─── SUPPLIED RECORDS ───
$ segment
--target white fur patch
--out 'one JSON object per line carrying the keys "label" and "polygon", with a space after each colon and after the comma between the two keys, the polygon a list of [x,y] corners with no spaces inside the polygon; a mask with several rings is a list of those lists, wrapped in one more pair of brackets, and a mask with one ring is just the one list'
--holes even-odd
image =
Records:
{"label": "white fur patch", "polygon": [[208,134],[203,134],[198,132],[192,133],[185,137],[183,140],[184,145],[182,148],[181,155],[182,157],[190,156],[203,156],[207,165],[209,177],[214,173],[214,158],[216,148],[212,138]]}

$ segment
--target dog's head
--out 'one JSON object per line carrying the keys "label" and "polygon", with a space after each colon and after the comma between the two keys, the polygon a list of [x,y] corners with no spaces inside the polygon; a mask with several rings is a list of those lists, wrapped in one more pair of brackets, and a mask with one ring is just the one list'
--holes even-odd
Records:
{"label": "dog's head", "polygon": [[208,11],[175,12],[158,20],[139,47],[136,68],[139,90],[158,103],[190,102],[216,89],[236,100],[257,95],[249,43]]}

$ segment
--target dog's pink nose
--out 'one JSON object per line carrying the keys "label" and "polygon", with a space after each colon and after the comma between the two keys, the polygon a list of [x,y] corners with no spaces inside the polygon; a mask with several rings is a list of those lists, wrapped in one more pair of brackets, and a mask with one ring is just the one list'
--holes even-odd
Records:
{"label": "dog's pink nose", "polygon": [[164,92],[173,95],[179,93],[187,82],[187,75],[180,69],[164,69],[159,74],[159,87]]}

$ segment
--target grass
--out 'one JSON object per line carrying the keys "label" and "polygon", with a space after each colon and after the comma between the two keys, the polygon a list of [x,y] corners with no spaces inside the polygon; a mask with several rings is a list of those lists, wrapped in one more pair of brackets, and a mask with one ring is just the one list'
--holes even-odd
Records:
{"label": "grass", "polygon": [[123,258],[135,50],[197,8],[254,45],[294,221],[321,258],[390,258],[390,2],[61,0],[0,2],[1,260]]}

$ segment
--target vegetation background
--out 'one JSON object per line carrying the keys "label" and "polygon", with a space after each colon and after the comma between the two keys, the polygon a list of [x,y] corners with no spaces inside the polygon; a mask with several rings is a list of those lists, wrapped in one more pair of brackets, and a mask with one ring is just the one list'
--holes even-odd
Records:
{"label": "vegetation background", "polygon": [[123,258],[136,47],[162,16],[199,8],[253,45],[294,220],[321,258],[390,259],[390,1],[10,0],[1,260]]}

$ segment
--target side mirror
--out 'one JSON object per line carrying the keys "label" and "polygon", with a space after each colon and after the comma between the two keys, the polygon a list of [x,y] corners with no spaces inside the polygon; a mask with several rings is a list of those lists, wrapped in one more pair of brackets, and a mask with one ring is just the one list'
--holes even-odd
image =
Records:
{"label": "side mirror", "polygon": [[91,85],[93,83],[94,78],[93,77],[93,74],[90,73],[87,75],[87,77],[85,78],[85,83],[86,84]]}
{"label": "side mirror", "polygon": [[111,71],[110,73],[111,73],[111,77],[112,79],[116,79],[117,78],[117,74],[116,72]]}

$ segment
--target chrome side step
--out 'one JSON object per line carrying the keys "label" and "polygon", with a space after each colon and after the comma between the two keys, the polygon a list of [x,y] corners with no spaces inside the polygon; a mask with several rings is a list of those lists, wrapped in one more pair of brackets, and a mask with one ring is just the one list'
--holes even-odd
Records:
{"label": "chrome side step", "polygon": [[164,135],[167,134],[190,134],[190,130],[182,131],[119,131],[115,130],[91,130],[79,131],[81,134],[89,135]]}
───
* STATED EXERCISE *
Extract every record and return it verbatim.

* OUTPUT FOR THIS EXERCISE *
$ segment
--target white fur patch
--out 'one JSON object per line carrying the keys "label" and "polygon", with a space after each colon and after the comma between the two keys, the polygon a list of [x,y] corners with no spaces inside the polygon; a mask with several rings is a list of those lists, wrapped in one more pair of brackets, and a mask with one ring is just the one list'
--holes even-odd
image =
Records:
{"label": "white fur patch", "polygon": [[208,134],[203,134],[198,132],[192,133],[185,137],[183,140],[184,145],[182,148],[181,155],[182,157],[190,156],[203,156],[207,165],[209,177],[214,173],[214,158],[216,148],[212,138]]}

$ segment
--target dog's head
--out 'one JSON object per line carrying the keys "label" and "polygon", with a space after each colon and after the comma between the two keys, the polygon a list of [x,y] corners with no spaces inside the polygon; a mask with several rings is a list of those lists, wrapped in one more pair of brackets, and a mask with one ring is just the one list'
--holes even-odd
Records:
{"label": "dog's head", "polygon": [[208,11],[175,12],[158,20],[139,47],[136,68],[139,90],[158,103],[190,102],[216,89],[236,100],[257,95],[249,43]]}

$ segment
--target dog's pink nose
--out 'one JSON object per line carrying the keys "label" and "polygon", with a space after each colon and after the comma between the two keys, the polygon a list of [x,y] corners with no spaces inside the polygon; a mask with several rings is a list of those lists, wrapped in one more pair of brackets, and a mask with one ring is just the one list'
--holes even-odd
Records:
{"label": "dog's pink nose", "polygon": [[164,92],[173,95],[179,93],[187,82],[187,75],[180,69],[164,69],[159,74],[159,87]]}

$ segment
--target grass
--out 'one JSON object per line carrying the keys "label" and "polygon", with a space after each colon and after the comma between the two keys, the polygon a list of [x,y] corners with no spaces inside the polygon; a mask with several rings is a list of those lists, wrapped in one more pair of brackets, and a mask with one ring is just the one list'
--holes even-odd
Records:
{"label": "grass", "polygon": [[123,258],[135,50],[197,8],[254,45],[294,221],[321,258],[390,258],[390,2],[61,0],[0,2],[1,260]]}

$ segment
--target vegetation background
--out 'one JSON object per line carrying the keys "label" and "polygon", with a space after each colon and after the comma between the two keys, the polygon a list of [x,y] corners with no spaces inside the polygon; a mask with several rings is a list of those lists, wrapped in one more pair of brackets, and a mask with one ring is just the one list'
--holes even-odd
Records:
{"label": "vegetation background", "polygon": [[123,258],[136,47],[162,16],[199,8],[253,45],[294,220],[321,258],[390,259],[390,1],[10,0],[1,260]]}

$ segment
--target side mirror
--out 'one JSON object per line carrying the keys "label" and "polygon", with a space after each colon and after the comma between the two keys, the polygon a list of [x,y] corners with no spaces inside the polygon; a mask with several rings is a list of those lists, wrapped in one more pair of brackets, and a mask with one ring is just the one list'
--holes even-odd
image =
Records:
{"label": "side mirror", "polygon": [[91,85],[93,83],[94,78],[93,77],[93,74],[90,73],[87,75],[87,77],[85,78],[85,83],[86,84]]}
{"label": "side mirror", "polygon": [[111,71],[110,73],[111,73],[111,77],[112,79],[116,79],[117,78],[117,74],[116,72]]}

$ segment
--target chrome side step
--out 'one JSON object per line carrying the keys "label" and "polygon", with a space after each colon and after the comma between the two keys, the polygon a list of [x,y] corners with no spaces inside the polygon; a mask with several rings is a list of those lists, wrapped in one more pair of brackets, and a mask with one ring is just the one list'
--holes even-odd
Records:
{"label": "chrome side step", "polygon": [[164,135],[167,134],[190,134],[190,130],[182,131],[119,131],[115,130],[91,130],[79,131],[81,134],[89,135]]}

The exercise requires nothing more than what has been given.